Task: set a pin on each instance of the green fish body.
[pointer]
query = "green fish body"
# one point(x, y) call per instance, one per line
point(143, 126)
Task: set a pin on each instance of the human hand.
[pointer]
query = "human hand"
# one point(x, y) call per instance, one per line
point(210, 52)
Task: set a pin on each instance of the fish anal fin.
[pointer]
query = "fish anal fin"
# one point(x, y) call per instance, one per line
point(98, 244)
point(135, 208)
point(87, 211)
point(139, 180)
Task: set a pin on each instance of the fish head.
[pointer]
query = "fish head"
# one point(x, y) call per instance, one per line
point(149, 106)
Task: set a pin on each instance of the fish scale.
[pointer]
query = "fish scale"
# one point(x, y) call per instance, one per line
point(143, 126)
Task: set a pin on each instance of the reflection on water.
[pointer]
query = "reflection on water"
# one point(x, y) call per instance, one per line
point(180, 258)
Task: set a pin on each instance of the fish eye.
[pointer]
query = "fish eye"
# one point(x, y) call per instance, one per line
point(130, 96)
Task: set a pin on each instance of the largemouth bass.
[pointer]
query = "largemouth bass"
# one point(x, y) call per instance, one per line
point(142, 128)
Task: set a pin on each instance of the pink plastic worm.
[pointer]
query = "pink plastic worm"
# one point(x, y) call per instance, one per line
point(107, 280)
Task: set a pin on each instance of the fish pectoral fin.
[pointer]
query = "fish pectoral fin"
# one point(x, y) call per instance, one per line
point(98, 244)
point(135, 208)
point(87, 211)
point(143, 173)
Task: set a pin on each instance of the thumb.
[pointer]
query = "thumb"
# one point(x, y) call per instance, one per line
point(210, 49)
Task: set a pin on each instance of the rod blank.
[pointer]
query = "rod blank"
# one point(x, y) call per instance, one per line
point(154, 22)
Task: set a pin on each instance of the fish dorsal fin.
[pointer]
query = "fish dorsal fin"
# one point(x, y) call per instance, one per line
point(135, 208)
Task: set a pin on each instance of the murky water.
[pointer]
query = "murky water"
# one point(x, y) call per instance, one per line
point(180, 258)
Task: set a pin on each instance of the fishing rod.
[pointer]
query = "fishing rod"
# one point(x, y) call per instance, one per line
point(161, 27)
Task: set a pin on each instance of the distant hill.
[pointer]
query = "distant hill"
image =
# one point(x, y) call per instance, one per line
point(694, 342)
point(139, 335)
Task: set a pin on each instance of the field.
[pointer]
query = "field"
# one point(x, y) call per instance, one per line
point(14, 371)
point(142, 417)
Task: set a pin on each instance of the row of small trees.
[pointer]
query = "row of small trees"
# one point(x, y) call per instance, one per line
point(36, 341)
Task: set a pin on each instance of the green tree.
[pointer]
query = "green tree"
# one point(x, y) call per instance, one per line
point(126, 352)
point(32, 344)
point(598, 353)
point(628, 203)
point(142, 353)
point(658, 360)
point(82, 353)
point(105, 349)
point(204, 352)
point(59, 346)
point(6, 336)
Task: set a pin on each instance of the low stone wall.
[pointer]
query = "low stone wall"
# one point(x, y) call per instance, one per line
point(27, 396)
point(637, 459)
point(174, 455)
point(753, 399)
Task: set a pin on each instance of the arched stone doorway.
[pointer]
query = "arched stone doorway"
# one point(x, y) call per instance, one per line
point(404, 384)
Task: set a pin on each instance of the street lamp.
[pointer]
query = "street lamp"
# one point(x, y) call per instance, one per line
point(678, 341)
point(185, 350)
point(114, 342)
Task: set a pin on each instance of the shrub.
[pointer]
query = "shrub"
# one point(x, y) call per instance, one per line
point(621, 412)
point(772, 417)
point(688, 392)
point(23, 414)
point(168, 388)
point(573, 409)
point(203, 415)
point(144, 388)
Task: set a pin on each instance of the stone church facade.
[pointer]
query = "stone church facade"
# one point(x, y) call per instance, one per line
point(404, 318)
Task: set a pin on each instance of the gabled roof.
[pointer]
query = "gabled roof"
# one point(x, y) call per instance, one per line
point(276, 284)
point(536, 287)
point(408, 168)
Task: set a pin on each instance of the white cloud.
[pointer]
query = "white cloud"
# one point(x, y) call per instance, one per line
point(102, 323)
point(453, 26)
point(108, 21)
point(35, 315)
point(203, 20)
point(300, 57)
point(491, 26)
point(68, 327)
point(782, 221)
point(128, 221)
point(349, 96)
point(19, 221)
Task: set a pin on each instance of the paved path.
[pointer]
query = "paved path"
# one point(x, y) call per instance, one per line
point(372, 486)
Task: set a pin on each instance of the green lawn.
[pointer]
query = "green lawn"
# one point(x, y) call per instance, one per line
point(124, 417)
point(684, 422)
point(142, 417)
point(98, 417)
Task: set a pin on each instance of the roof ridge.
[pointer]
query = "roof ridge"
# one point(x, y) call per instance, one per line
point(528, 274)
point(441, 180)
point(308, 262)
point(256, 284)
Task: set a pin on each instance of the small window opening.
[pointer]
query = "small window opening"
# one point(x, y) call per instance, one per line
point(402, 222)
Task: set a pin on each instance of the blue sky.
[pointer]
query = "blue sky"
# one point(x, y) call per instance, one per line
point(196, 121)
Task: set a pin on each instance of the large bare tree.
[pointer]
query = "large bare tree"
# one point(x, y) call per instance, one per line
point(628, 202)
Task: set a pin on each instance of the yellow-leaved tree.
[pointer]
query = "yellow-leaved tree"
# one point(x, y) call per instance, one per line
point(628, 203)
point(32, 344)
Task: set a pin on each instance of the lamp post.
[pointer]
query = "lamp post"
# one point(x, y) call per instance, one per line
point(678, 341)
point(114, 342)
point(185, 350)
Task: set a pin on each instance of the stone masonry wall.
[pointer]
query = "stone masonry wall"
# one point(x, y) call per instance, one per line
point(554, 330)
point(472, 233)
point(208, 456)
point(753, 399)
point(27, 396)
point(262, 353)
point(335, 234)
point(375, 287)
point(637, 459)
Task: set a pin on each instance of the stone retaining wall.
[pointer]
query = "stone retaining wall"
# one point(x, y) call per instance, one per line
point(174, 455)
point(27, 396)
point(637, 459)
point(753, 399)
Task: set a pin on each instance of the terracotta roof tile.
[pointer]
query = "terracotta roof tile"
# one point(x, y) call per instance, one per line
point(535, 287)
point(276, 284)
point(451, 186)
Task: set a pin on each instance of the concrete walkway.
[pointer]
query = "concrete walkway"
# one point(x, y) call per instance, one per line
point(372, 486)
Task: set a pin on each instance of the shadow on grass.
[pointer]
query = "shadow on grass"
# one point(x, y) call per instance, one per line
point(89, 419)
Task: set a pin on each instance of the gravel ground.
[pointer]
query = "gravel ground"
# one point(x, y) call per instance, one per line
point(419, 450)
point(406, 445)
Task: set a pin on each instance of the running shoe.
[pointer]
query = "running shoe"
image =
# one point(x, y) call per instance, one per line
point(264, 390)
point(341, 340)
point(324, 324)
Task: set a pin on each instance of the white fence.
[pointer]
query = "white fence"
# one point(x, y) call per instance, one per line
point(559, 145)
———
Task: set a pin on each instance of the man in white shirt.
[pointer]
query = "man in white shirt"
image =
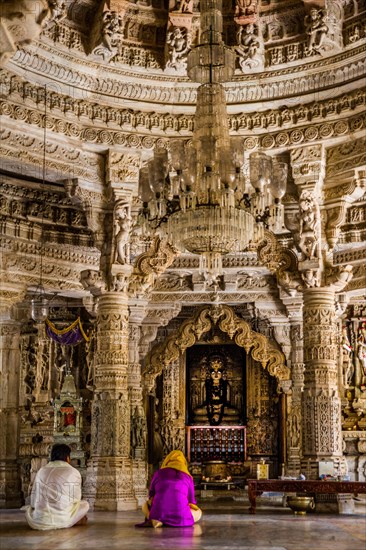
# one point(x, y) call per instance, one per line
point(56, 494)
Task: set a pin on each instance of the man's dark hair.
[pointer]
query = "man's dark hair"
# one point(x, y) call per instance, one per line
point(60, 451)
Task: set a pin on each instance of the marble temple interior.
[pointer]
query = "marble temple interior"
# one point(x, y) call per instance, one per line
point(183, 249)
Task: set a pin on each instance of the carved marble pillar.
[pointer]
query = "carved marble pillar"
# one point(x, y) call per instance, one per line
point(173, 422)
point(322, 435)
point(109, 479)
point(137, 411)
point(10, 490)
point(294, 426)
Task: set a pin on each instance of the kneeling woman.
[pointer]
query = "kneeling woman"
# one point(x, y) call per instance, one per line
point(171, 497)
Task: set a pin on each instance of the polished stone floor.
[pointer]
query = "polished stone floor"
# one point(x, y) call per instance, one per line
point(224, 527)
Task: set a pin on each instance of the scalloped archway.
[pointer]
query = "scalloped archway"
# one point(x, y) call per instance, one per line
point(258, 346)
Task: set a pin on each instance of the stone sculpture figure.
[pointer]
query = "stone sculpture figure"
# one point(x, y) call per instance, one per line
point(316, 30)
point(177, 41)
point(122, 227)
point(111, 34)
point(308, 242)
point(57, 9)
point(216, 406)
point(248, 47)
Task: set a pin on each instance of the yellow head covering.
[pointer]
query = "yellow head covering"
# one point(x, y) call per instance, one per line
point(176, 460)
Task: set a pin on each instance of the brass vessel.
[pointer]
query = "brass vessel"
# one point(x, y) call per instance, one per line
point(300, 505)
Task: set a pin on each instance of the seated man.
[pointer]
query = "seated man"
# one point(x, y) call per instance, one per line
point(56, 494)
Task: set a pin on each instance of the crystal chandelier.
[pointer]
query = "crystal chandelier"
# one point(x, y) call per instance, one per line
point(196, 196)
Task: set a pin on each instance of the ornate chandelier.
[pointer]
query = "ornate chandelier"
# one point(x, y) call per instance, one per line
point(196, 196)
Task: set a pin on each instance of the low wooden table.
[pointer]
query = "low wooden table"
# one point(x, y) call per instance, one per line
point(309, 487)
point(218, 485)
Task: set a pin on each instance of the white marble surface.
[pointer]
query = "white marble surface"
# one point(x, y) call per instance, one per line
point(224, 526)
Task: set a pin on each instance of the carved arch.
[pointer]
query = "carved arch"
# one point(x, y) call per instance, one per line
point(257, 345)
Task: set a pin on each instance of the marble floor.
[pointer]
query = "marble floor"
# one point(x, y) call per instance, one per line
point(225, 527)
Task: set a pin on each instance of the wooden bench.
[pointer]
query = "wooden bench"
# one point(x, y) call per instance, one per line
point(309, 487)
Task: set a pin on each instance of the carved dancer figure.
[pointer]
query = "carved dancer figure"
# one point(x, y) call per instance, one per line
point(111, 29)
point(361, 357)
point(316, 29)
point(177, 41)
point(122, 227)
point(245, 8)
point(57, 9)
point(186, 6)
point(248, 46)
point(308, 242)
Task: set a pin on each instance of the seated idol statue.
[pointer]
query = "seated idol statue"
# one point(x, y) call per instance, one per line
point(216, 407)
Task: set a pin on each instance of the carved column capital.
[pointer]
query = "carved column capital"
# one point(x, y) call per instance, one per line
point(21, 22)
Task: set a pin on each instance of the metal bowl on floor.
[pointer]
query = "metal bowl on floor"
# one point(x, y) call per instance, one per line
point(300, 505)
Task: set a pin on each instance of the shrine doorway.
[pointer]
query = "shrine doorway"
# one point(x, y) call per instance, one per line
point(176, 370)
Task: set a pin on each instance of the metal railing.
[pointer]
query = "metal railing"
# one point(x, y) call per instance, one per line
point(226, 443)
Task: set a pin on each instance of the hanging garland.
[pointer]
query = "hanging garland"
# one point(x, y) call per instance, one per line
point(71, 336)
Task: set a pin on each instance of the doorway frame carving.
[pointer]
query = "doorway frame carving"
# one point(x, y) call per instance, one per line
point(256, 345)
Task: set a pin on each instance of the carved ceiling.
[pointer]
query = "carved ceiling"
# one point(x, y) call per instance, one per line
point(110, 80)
———
# GIVEN TASK
Copy the items verbatim, starting at the line containing "Task: set a pin on each instance of the green fish" and ending with the line containing "point(210, 52)", with both of those lines included.

# OUTPUT OF THE EXERCISE
Task: set a pin on each instance of the green fish body.
[pointer]
query = "green fish body"
# one point(x, y) call per instance, one per line
point(143, 126)
Task: set a pin on each instance of the human hand.
[pointer]
query = "human hand"
# one point(x, y) call per instance, one per line
point(210, 52)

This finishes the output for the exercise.